- Work order
Every line below from the one containing "Query: man's outstretched arm" through the one containing "Query: lantern pole" must be transcribed exactly. Omit all lines outside that stretch.
*** Provided records
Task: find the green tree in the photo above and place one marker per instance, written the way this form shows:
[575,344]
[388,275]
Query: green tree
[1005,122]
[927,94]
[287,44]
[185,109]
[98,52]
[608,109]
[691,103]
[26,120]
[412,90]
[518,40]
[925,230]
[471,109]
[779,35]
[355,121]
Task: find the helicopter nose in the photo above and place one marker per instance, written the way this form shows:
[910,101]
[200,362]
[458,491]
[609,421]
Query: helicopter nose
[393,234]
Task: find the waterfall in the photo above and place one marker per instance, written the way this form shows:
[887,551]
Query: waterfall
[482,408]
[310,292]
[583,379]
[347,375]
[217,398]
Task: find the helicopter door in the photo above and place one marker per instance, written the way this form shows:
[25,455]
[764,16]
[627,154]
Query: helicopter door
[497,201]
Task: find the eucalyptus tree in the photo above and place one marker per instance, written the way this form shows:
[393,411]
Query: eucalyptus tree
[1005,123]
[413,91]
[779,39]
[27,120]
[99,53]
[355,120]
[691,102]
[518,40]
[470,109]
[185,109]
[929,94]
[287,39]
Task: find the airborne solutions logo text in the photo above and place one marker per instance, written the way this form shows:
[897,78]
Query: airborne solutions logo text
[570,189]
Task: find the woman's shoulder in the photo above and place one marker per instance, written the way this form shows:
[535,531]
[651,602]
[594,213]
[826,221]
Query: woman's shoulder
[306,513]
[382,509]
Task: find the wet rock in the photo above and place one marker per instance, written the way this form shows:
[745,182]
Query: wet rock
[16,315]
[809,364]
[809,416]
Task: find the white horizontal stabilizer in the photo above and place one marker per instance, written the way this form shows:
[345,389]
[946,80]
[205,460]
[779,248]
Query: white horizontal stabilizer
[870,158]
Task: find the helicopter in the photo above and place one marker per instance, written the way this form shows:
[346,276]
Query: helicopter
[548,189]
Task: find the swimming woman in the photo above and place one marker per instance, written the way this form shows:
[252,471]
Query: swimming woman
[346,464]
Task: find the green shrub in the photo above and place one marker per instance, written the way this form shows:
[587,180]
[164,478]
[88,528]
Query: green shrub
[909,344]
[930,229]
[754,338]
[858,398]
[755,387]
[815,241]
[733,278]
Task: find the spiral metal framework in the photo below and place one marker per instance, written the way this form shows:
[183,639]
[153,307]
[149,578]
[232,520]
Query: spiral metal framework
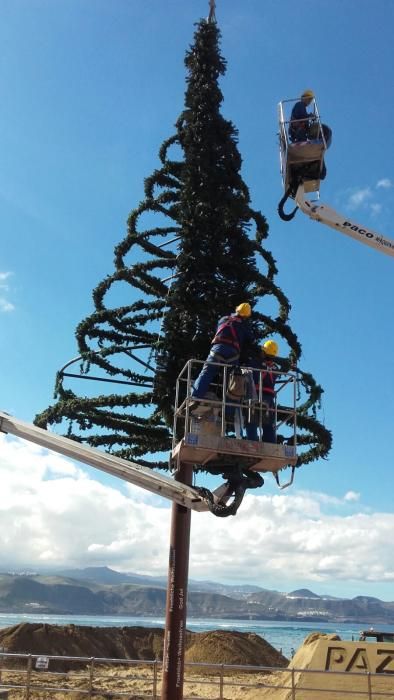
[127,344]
******
*** Provided records
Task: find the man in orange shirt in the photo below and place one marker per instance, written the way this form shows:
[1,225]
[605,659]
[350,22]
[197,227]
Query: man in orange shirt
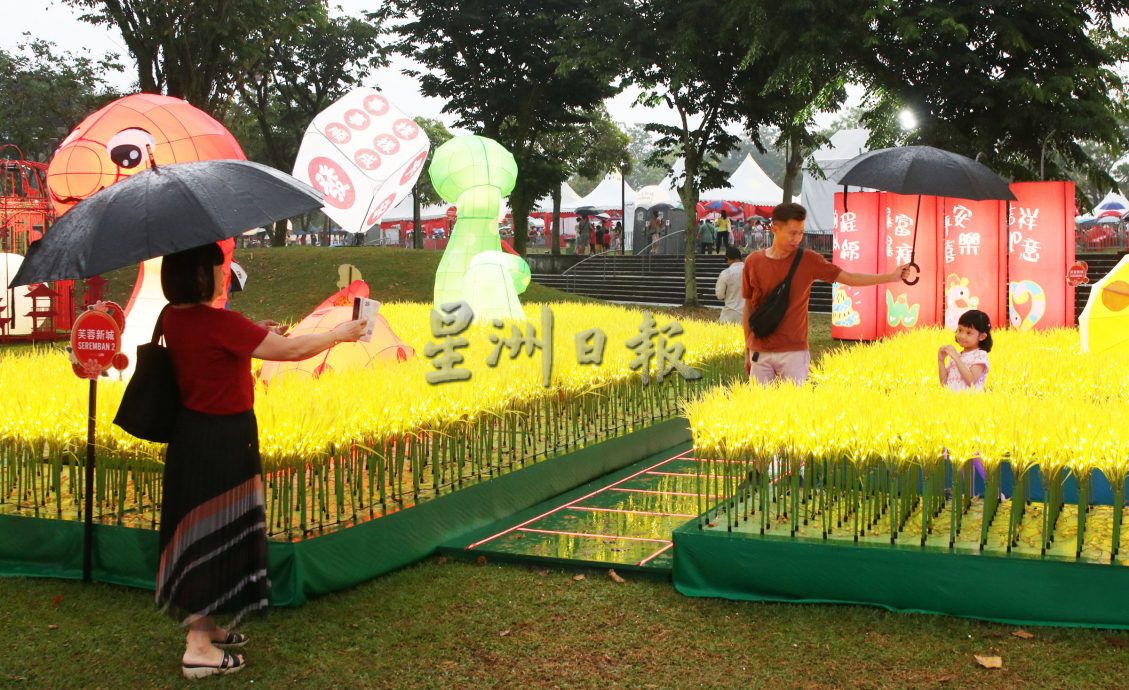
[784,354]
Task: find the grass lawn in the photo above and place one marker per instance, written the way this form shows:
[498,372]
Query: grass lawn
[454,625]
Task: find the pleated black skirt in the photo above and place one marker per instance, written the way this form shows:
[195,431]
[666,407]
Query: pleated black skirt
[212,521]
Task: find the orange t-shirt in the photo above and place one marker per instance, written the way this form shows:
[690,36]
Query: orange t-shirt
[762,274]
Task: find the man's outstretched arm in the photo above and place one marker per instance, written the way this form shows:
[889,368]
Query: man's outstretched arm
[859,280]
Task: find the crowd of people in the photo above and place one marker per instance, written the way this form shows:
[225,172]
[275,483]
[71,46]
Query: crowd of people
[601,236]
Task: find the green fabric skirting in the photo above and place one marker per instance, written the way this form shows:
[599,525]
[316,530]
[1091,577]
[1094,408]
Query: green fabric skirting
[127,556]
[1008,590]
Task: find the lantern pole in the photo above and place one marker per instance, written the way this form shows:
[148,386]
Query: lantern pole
******
- Task answer
Query: man's outstretched arm
[859,280]
Task: find the crowd of people in the photo above and place one marker per instance, written the way this form shows:
[225,172]
[275,483]
[71,46]
Query: crowd of people
[601,236]
Task: find the green fabric skirting in the photo above and place one marker per instance, written the way this form shows:
[599,525]
[316,530]
[1091,577]
[1094,408]
Query: green fabric skirting
[127,556]
[1008,590]
Task: find the lantern pole in the photo above and place one marker per instance, written the way this form shows:
[148,386]
Query: lantern pole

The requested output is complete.